[START Given data]

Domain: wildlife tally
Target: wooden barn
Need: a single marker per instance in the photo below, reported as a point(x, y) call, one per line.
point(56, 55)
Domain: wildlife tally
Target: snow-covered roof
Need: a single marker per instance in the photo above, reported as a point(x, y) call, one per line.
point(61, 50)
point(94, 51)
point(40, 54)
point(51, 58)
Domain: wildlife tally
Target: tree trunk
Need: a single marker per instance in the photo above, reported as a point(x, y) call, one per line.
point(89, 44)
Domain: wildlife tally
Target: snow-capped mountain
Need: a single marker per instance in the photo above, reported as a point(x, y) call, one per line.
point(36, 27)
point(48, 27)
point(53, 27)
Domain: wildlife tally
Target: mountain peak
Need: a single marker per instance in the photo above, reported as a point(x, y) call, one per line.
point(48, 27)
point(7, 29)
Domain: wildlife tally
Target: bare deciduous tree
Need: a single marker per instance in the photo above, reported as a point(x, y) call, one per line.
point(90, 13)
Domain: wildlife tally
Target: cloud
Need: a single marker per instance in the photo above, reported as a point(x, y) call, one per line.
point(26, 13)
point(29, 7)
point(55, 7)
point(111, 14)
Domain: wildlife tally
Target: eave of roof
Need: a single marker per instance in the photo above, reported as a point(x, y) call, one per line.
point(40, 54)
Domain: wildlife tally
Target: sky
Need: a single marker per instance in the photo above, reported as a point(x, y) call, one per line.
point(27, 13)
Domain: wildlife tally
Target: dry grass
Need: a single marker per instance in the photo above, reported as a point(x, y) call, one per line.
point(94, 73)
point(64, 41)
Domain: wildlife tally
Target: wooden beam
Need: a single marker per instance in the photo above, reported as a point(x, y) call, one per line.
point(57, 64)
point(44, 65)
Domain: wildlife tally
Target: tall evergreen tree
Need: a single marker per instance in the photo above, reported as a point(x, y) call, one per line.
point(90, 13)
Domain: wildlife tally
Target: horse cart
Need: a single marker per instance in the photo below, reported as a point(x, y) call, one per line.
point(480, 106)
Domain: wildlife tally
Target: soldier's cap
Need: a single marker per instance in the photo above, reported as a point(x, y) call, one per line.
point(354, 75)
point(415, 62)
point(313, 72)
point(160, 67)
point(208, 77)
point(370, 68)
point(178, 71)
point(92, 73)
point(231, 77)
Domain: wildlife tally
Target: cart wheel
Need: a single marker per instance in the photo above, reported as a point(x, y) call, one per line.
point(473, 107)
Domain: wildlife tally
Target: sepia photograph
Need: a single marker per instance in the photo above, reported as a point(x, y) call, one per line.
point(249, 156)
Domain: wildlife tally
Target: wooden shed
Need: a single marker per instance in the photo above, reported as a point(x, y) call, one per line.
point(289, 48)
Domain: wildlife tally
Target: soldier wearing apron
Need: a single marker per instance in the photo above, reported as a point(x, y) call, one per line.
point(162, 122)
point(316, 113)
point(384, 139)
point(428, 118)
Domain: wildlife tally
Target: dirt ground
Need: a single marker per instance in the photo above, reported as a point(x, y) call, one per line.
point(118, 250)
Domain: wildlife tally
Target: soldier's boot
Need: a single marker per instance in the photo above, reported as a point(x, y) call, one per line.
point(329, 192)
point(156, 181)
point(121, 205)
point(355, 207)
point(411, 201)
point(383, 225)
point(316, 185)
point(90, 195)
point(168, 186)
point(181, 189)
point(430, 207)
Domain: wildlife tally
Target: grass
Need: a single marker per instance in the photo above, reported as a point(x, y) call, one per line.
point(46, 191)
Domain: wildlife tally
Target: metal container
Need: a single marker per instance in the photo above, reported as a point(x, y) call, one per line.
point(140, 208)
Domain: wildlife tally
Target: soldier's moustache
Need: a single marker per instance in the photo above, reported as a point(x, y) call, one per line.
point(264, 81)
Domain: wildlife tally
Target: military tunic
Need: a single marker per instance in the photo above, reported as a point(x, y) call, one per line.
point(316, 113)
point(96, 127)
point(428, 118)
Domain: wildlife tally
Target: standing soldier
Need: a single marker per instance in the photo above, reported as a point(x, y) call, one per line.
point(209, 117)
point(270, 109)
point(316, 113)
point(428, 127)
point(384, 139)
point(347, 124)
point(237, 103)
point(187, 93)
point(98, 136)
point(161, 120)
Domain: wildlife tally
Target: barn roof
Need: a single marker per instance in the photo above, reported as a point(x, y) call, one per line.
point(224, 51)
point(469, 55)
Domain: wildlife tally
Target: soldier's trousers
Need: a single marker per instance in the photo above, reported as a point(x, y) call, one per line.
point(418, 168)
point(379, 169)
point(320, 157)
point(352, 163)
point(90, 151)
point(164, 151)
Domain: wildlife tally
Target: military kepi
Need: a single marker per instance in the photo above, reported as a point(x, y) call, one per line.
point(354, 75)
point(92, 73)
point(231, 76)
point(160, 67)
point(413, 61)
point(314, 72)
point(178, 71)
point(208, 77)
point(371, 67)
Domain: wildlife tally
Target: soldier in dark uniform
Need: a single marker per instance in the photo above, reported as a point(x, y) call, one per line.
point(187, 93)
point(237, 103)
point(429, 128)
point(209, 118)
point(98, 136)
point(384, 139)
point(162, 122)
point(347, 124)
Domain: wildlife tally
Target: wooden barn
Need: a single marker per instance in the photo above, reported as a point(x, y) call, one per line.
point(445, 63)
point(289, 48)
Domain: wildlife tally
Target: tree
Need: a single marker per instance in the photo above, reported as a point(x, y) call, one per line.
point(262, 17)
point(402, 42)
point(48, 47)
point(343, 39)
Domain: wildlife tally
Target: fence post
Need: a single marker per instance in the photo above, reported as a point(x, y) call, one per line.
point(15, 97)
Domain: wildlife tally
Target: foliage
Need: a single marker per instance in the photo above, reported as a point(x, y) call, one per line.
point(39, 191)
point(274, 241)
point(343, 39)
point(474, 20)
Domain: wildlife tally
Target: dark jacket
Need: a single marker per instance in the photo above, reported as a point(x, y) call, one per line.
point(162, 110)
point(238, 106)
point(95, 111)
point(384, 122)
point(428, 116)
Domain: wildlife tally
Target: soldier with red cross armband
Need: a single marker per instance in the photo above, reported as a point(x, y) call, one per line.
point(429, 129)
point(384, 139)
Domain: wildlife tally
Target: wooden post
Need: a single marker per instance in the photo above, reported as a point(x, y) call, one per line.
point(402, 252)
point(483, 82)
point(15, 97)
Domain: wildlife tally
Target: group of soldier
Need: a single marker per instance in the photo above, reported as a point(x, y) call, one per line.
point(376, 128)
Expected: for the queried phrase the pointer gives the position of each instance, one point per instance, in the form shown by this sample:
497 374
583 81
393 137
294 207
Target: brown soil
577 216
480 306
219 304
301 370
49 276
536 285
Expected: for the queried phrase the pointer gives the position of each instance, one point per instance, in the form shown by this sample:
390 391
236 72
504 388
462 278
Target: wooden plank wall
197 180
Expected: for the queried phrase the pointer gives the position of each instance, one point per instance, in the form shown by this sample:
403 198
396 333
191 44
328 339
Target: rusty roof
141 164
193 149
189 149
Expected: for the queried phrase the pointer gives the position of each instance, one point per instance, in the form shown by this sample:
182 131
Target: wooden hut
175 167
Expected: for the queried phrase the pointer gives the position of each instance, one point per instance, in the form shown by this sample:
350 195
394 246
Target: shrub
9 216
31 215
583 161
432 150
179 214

[END Given data]

◆ **What you will do**: Output the data above exactly, please, line for line.

◆ **Task response**:
Domain: wildlife tally
Target: wooden barn
Need: a single marker per instance in the photo below, reported as a point(x, y) call, one per line.
point(56, 55)
Domain: wildlife tally
Target: snow-covered roof
Need: a single marker per instance in the photo above, reported as a point(x, y) call, one per line.
point(61, 50)
point(94, 51)
point(40, 54)
point(51, 58)
Domain: wildlife tally
Target: tree trunk
Need: a single marker per instance in the photo above, reported as a point(x, y) call, one per line.
point(89, 44)
Domain: wildlife tally
Target: snow-capped mountain
Need: a single marker per instance in the photo above, reported as a point(x, y) call, one per line.
point(36, 27)
point(48, 27)
point(53, 27)
Domain: wildlife tally
Target: mountain peak
Need: a single marker per instance in the photo above, reported as a point(x, y) call, one per line.
point(48, 27)
point(7, 29)
Domain: wildlife tally
Target: bare deciduous tree
Need: a single marker per instance in the photo above, reported as a point(x, y) call, one per line.
point(90, 13)
Domain: wildlife tally
Target: cloud
Need: a single marker per instance in the photo above, reported as a point(x, y) call, one per line.
point(26, 13)
point(29, 7)
point(55, 7)
point(111, 14)
Domain: wildlife tally
Target: eave of roof
Need: a single marker per instance in the photo above, reported as a point(x, y) call, one per line.
point(40, 54)
Domain: wildlife tally
Target: sky
Need: a single marker per instance in the photo above, reported as a point(x, y) call, one per line.
point(27, 13)
Domain: wildlife tally
Target: dry grass
Need: a single marker per instance in the photo above, reported as a point(x, y) call, one per line.
point(94, 73)
point(64, 41)
Domain: wildlife tally
Target: wooden beam
Need: a single marker per instance in the photo above, reported as a point(x, y) call, one per line.
point(57, 64)
point(44, 65)
Domain: wildlife tally
Target: tall evergreen tree
Need: a single marker per instance in the photo above, reported as a point(x, y) call, one per line.
point(90, 13)
Domain: wildlife tally
Target: horse cart
Need: a single marker per instance in the photo below, reported as a point(x, y) call, one per line.
point(480, 106)
Domain: wildlife tally
Target: soldier's cap
Need: a single marker per instance in the photo above, reported as a point(x, y) call, one per line.
point(354, 75)
point(415, 62)
point(313, 72)
point(160, 67)
point(208, 77)
point(370, 68)
point(178, 71)
point(92, 73)
point(231, 77)
Domain: wildlife tally
Target: cart wheel
Need: a single marker per instance in the photo above, reported as a point(x, y) call, one per line.
point(473, 107)
Domain: wildlife tally
Target: sepia photograph
Need: a single marker per instance in the photo above, reported as a point(x, y) call, one per line.
point(249, 156)
Domain: wildlife tally
Target: wooden shed
Need: a single marker per instance in the photo above, reported as a point(x, y) call, one per line.
point(289, 48)
Domain: wildlife tally
Target: soldier wearing apron
Need: a single marker per instance in the photo above, reported as a point(x, y) call, one per line.
point(162, 122)
point(316, 113)
point(384, 139)
point(428, 118)
Domain: wildlife tally
Target: dirt ground
Need: a single marker per instance in the photo above, reported as a point(x, y) call, one per line.
point(118, 250)
Domain: wildlife tally
Target: soldier's boot
Need: a single marker per instance in the photo above, reported as a point(x, y) call, one per line.
point(329, 192)
point(156, 181)
point(121, 205)
point(355, 207)
point(411, 201)
point(383, 225)
point(316, 185)
point(90, 195)
point(168, 186)
point(181, 189)
point(430, 207)
Domain: wildlife tally
Target: grass
Need: a single marker per instance in the photo above, reported as a point(x, y) call, one per line.
point(46, 191)
Domain: wildlife tally
Target: metal container
Need: a single marker per instance in the photo above, reported as a point(x, y) call, one per line.
point(140, 208)
Domain: wildlife tally
Target: soldier's moustache
Need: a single marker per instance in the photo above, reported as a point(x, y) call, one per line.
point(264, 81)
Domain: wildlife tally
Target: military tunic
Need: a single marker per instance in the photo above, reported as a point(x, y) call, one per line.
point(316, 113)
point(96, 127)
point(428, 118)
Domain: wildlife tally
Target: standing soldier
Need: a single marker per instance in the photo above, reported as a point(x, y) call, one per line.
point(209, 117)
point(270, 109)
point(316, 113)
point(428, 127)
point(384, 139)
point(347, 124)
point(237, 103)
point(187, 93)
point(98, 136)
point(161, 120)
Domain: wildlife tally
Target: barn roof
Need: a single marker per instance in the photo above, reported as a point(x, y) call, one per line.
point(224, 51)
point(469, 55)
Domain: wildlife tally
Target: soldier's trousers
Need: a single marker per instance in the photo above, reported as a point(x, y) call, one per line.
point(418, 168)
point(379, 169)
point(320, 157)
point(352, 163)
point(90, 151)
point(164, 151)
Domain: wildlife tally
Target: military kepi
Need: a single marker per instance in the photo above, reported as a point(x, y) call, one per line.
point(354, 75)
point(92, 73)
point(231, 76)
point(160, 67)
point(413, 61)
point(314, 72)
point(178, 71)
point(208, 77)
point(371, 67)
Domain: wildlife tally
Target: soldier in dark uniform
Need: a single marker per instance in the photo above, reported as a point(x, y) call, one per line.
point(187, 93)
point(237, 103)
point(429, 128)
point(209, 118)
point(98, 136)
point(384, 139)
point(162, 122)
point(347, 124)
Domain: wildlife tally
Target: wooden barn
Need: a single marker per instance in the photo above, reported as a point(x, y) call, one per line.
point(445, 63)
point(289, 48)
Domain: wildlife tally
Target: tree
Need: a single marker per instance in the photo above, reported as a point(x, y) call, one per line.
point(262, 17)
point(402, 42)
point(48, 47)
point(343, 39)
Domain: wildlife tally
Target: fence post
Need: a single marker per instance in the photo above, reported as a point(x, y) call, one per line.
point(15, 97)
Domain: wildlife tally
Target: foliage
Need: a single marker per instance in the photo above, reported as a point(x, y) call, one per line.
point(39, 191)
point(274, 241)
point(343, 39)
point(474, 20)
Domain: wildlife tally
Target: dark jacket
Need: a single marker per instance in the photo above, reported as a point(x, y) call, one per line.
point(162, 110)
point(238, 106)
point(95, 111)
point(384, 122)
point(428, 116)
Domain: wildlife tally
Target: soldier with red cross armband
Need: a single marker per instance in the photo above, reported as a point(x, y) call, one per line.
point(429, 129)
point(384, 139)
Domain: wildlife tally
Target: wooden post
Need: a single marker per instance in the photo above, reported as a point(x, y) call, one per line.
point(402, 252)
point(483, 82)
point(15, 97)
Domain: wildlife tally
Target: group of soldier
Need: a single marker per instance in the photo above, reported as a point(x, y) call, one per line.
point(376, 128)
Expected: for the queried phrase the pointer gives the position of each instance, one point per instance, in the form shown by this sample:
497 374
583 81
393 137
294 207
Target: brown soil
577 216
480 306
219 304
301 370
49 276
536 285
Expected: for the queried phrase the pointer gives the position of each instance, one point per instance, in the form shown by this sample:
390 391
236 72
504 388
462 278
Target: wooden plank wall
197 180
Expected: for the queried phrase the pointer gives the position of each instance, one point per instance, in the form shown by this sample:
403 198
396 333
191 44
328 339
Target: rusty roof
141 164
193 149
189 149
Expected: for the queried phrase the pointer gives the position of each instance, one point per instance, in the form shown by this sample:
182 131
Target: wooden hut
175 167
Expected: for the queried phrase the pointer gives the position of each instance, one point per instance, in the form shown by this sample:
350 195
394 246
Target: shrub
9 216
31 215
583 161
432 150
179 214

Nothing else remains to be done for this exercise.